> _Excerpt provided_:
━━━
The second way this perspective misleads is through an assumption that the British welfare state of the 1940s and ’50s was especially generous. In fact, by comparison with West European welfare states, it wasn’t. One very important reason for that was precisely its Beveridgean nature. It was based on flat-rate contributions — effectively, a poll tax — and flat-rate benefits. The continental welfare systems often rested on contributions based on income and benefits that were also based on income.
What impact did the process of decolonization have on domestic politics and society in postwar Britain?
It partly depends on what one means by decolonization. Strictly speaking, decolonization is the granting of freedom to colonies, so that doesn’t include India or the dominions. But taking the term a little more loosely, it’s striking how little impact decolonization had. Take the cases of India and Palestine in the 1940s: there were no major convulsions at home — nothing compared to what was happening in France during the 1950s.
Another way of looking at it would be to say that there was actually a silent revolution brought about by “de-imperialization.” That was best exemplified by the extraordinarily rapid transition of the Conservatives from being the party of empire and Imperial Preference to being the party of free trade and of applying for accession to the Treaty of Rome in 1961. It is extraordinary that, just a few years after World War II, the Tory Party in government applied for membership of what was then called the Common Market.
That certainly doesn’t suggest, as many of the history books do, that there was a great reluctance to go European as it were, because of the prior and deep commitment to empire. I don’t think that was there, although there was no necessary contradiction between imperialism and the desire to join the Common Market, either in the British or the French cases.
I suppose this question would usually be discussed in relation to immigration, which is seen as the key domestic consequence of decolonization. But I think that image is misleading, for a number of reasons. First of all, immigration is in key respects not the right term.
There was a movement of people from the Caribbean in particular during the 1950s, but they were people coming from a colonial territory who had the same nationality as most people living in the United Kingdom. They were what were called “citizens of the United Kingdom and Colonies,” so they weren’t really immigrants. They were people moving within the space of British nationality.
━━━
> _Listing_:
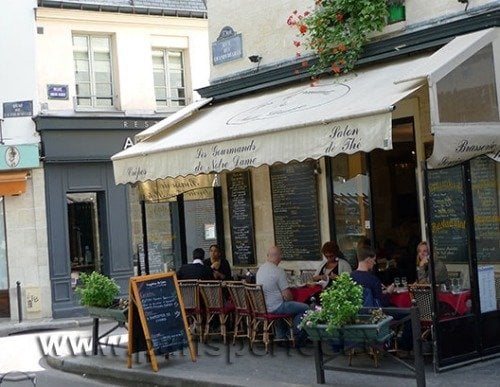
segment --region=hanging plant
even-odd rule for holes
[[[318,62],[311,73],[347,73],[354,68],[368,34],[381,31],[387,24],[386,0],[316,0],[315,8],[294,11],[287,24],[296,28],[295,47],[312,50]],[[302,53],[297,52],[297,57]],[[303,67],[309,66],[307,61]]]

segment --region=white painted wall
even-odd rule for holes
━━━
> _Exercises to complete_:
**a.** According to the excerpt, what were contributions and benefits based on in the Beveridgean British welfare state?
**b.** Convert the lines of the entries into a JSON list of strings, one string per line, leaving out blank lines, starting at the line that contains "segment --region=white painted wall" and ending at the end of the entries.

> _Written responses_:
**a.** Both were flat-rate: flat-rate contributions and flat-rate benefits.

**b.**
[
  "segment --region=white painted wall",
  "even-odd rule for holes"
]